* AIM *
Pick out every line of the records that contains the word "wooden" and copy each one. Treat uppercase and lowercase letters as different.

Region annotation entries

───

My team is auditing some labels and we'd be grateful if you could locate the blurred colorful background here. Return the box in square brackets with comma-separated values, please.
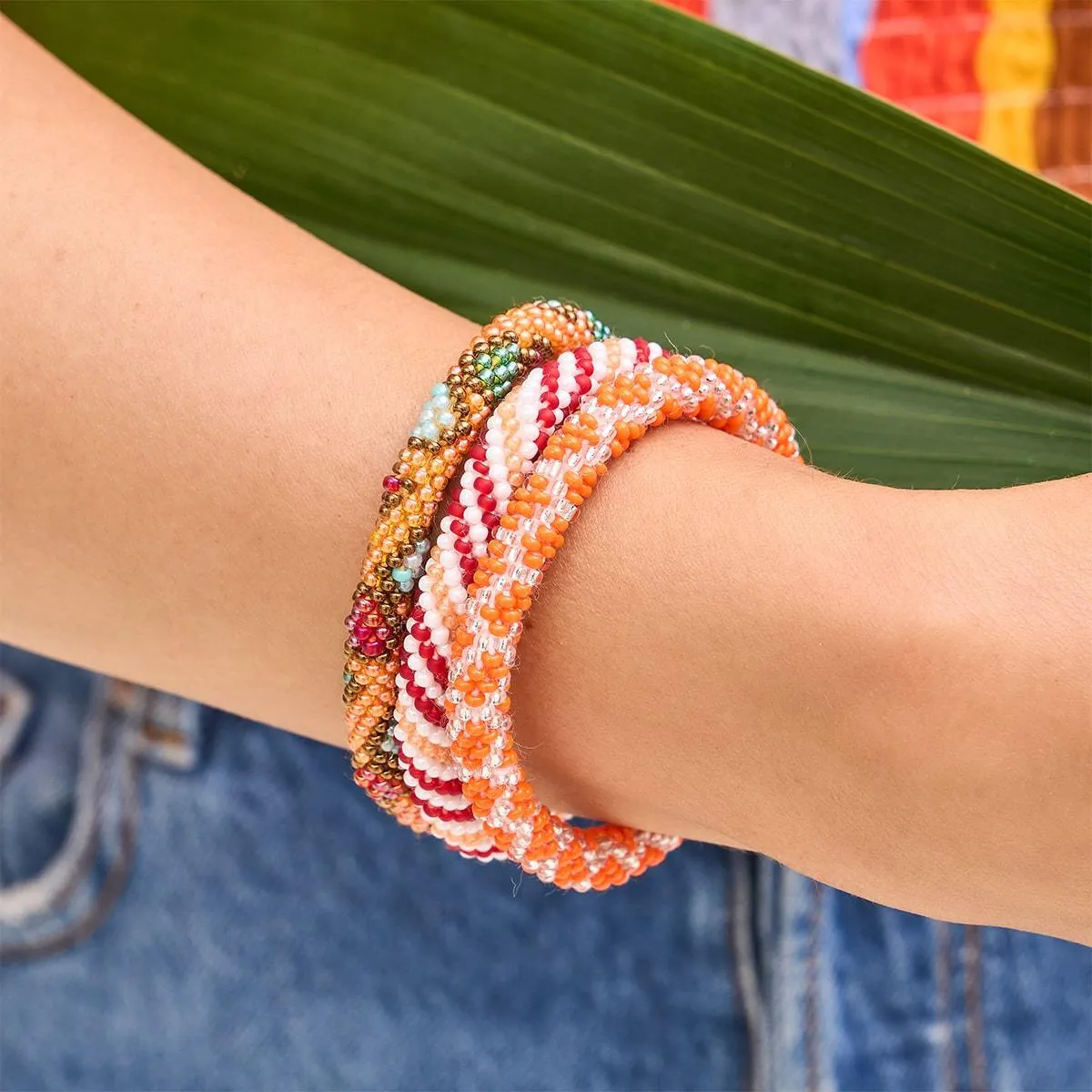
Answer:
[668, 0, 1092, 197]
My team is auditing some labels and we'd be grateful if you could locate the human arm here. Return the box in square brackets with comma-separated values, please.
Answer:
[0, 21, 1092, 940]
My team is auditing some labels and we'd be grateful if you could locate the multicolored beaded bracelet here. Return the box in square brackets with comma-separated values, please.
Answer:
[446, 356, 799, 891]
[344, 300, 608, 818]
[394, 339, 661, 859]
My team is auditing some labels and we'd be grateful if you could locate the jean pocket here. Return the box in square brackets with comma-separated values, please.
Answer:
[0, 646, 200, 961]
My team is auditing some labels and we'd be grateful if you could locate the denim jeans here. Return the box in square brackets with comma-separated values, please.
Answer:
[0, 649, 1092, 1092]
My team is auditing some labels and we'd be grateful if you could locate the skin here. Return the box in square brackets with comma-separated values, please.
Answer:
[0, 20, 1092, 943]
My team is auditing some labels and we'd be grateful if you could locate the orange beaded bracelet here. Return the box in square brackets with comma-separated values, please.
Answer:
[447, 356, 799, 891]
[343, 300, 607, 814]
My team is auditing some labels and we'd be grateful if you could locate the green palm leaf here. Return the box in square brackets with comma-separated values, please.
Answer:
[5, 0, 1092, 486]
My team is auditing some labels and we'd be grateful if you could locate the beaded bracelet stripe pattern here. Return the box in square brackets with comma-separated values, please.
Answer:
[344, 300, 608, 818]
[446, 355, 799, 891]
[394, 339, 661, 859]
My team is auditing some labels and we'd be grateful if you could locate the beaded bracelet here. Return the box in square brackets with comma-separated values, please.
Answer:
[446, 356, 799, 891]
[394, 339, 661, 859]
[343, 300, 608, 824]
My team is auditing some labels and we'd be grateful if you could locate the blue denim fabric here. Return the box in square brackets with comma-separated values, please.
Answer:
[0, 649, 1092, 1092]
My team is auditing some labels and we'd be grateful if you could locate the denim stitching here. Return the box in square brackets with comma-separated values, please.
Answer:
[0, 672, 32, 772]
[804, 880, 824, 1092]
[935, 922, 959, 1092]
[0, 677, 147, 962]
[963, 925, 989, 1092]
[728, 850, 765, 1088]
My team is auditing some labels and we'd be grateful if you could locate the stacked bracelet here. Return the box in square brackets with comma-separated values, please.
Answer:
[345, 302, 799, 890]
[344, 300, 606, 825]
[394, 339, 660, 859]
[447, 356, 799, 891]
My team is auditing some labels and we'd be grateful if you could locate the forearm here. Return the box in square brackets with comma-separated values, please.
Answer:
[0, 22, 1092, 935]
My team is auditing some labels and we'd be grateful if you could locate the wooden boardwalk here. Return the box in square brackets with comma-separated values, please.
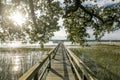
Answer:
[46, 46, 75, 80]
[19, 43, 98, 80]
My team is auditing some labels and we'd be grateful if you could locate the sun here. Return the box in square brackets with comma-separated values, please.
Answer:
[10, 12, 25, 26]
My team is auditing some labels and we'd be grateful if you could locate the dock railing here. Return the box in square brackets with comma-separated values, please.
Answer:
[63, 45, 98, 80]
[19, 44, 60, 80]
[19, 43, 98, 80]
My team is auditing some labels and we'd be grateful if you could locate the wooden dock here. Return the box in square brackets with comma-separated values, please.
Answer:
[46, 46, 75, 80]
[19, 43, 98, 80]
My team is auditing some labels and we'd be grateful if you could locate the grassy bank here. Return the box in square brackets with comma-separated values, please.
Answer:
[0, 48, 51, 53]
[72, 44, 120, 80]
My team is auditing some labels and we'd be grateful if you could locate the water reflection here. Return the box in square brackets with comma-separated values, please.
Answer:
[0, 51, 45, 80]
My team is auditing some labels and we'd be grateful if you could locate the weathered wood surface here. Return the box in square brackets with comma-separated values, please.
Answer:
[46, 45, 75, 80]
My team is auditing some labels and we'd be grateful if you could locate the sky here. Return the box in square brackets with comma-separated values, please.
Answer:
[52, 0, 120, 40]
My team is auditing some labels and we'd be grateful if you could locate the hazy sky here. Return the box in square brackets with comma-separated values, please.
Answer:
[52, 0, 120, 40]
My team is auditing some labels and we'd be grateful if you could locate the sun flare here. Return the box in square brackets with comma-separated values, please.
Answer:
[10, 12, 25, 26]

───

* FULL SOLUTION *
My team is auditing some labels and we'd be grateful if you could locate the wooden boardwalk here. Return the box in square brackets with comma-separated values, please.
My team is auditing some labels and we'd be grateful if you could locate the wooden dock here. Return the box in square brackets with comma-separated values, please.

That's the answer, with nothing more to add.